__Task to complete__. Put the records, from their start through the line containing "positive clicks: (234, 234)", both ends included, into a Markdown table with the columns Row and Line, giving each line a row number and skipping blank lines. Leave the pictures out of the table.

/---

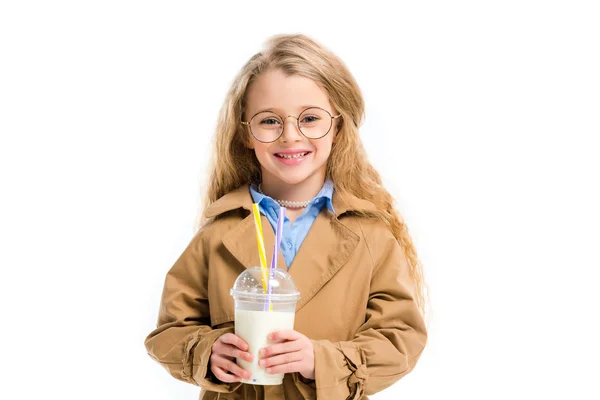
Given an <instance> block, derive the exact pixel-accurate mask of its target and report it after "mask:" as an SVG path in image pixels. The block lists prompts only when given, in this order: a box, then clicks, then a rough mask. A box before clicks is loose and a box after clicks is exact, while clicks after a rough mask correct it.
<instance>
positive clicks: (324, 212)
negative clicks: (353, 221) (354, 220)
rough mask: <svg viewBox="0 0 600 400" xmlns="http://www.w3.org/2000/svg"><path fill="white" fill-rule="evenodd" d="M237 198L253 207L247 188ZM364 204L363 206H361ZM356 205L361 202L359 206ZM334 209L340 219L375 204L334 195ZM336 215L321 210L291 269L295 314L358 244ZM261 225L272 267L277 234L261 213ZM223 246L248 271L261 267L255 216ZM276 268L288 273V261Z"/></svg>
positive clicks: (234, 234)
mask: <svg viewBox="0 0 600 400" xmlns="http://www.w3.org/2000/svg"><path fill="white" fill-rule="evenodd" d="M236 195H237V196H236V197H238V198H237V199H236V201H240V199H241V200H243V201H241V203H242V204H243V205H244V206H243V208H250V207H248V204H250V205H251V204H252V200H251V197H250V193H249V192H248V189H247V187H246V189H244V190H243V191H241V192H238V193H237V194H236ZM348 200H350V201H348ZM363 202H364V204H362V203H363ZM246 203H248V204H246ZM353 203H358V207H356V206H355V205H354V204H353ZM218 206H219V208H223V209H225V210H227V209H232V208H235V207H234V206H233V205H231V204H228V203H221V204H219V205H218ZM239 206H240V204H239V203H238V207H239ZM334 208H335V211H336V214H337V216H339V215H341V214H343V213H344V212H346V211H347V210H350V209H364V210H368V211H370V210H371V209H373V208H374V207H373V205H372V203H370V202H367V201H364V200H360V199H357V198H355V197H354V196H351V197H350V198H346V197H344V198H342V197H341V196H339V195H338V196H336V195H334ZM219 211H221V210H219ZM211 214H212V213H211ZM337 216H336V215H334V214H332V213H331V212H330V211H329V210H328V209H327V208H326V207H324V208H323V209H322V210H321V212H320V213H319V215H318V216H317V218H316V220H315V222H314V223H313V225H312V227H311V228H310V230H309V231H308V235H307V236H306V238H305V239H304V241H303V242H302V245H301V246H300V249H299V251H298V253H297V254H296V257H295V258H294V261H293V262H292V265H291V266H290V269H289V273H290V275H291V276H292V279H294V283H295V284H296V288H297V289H298V291H299V292H300V300H299V302H298V304H297V306H296V311H298V310H300V309H301V308H302V307H304V305H306V303H308V302H309V301H310V300H311V299H312V298H313V297H314V296H315V295H316V294H317V292H318V291H319V290H320V289H321V288H322V287H323V286H324V285H325V284H326V283H327V282H329V280H330V279H331V278H332V277H333V276H334V275H335V274H336V273H337V272H338V271H339V270H340V268H342V267H343V266H344V265H345V264H346V262H347V261H348V260H349V259H350V257H351V255H352V253H353V252H354V250H355V249H356V247H357V245H358V242H359V240H360V238H359V236H358V235H356V234H355V233H354V232H352V231H351V230H350V229H349V228H348V227H346V226H345V225H344V224H342V223H341V222H340V221H339V220H338V218H337ZM261 223H262V226H263V235H264V242H265V251H266V257H267V266H270V264H271V257H272V255H273V243H274V241H275V235H274V233H273V229H272V227H271V224H270V223H269V221H268V219H267V217H266V216H264V215H262V214H261ZM223 244H224V246H225V248H226V249H227V250H228V251H229V252H230V253H231V254H232V255H233V256H234V257H235V258H236V259H237V260H238V261H239V262H240V263H241V264H242V265H243V266H244V267H245V268H250V267H254V266H260V261H259V256H258V247H257V244H256V233H255V227H254V219H253V216H252V213H250V214H249V215H248V216H246V217H245V218H244V219H243V220H242V221H241V222H240V223H239V224H238V225H236V226H235V227H234V228H233V229H231V230H230V231H229V232H228V233H227V234H226V235H225V236H224V238H223ZM277 267H278V268H281V269H283V270H286V265H285V260H284V258H283V255H282V254H281V253H280V254H279V257H278V264H277Z"/></svg>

\---

__Solution to this task__.
| Row | Line |
|---|---|
| 1 | Given an <instance> block, derive the exact pixel-accurate mask of its target and report it after "mask:" as an SVG path in image pixels. The block lists prompts only when given, in this order: a box, then clicks, then a rough mask. A box before clicks is loose and a box after clicks is exact, while clicks after a rough mask correct it. |
| 2 | <instance> |
| 3 | positive clicks: (324, 212) |
| 4 | negative clicks: (353, 221) (354, 220) |
| 5 | rough mask: <svg viewBox="0 0 600 400" xmlns="http://www.w3.org/2000/svg"><path fill="white" fill-rule="evenodd" d="M237 198L253 207L247 188ZM364 204L363 206H361ZM356 205L361 202L359 206ZM334 209L340 219L375 204L334 195ZM336 215L321 210L291 269L295 314L358 244ZM261 225L272 267L277 234L261 213ZM223 246L248 271L261 267L255 216ZM276 268L288 273V261Z"/></svg> |
| 6 | positive clicks: (234, 234) |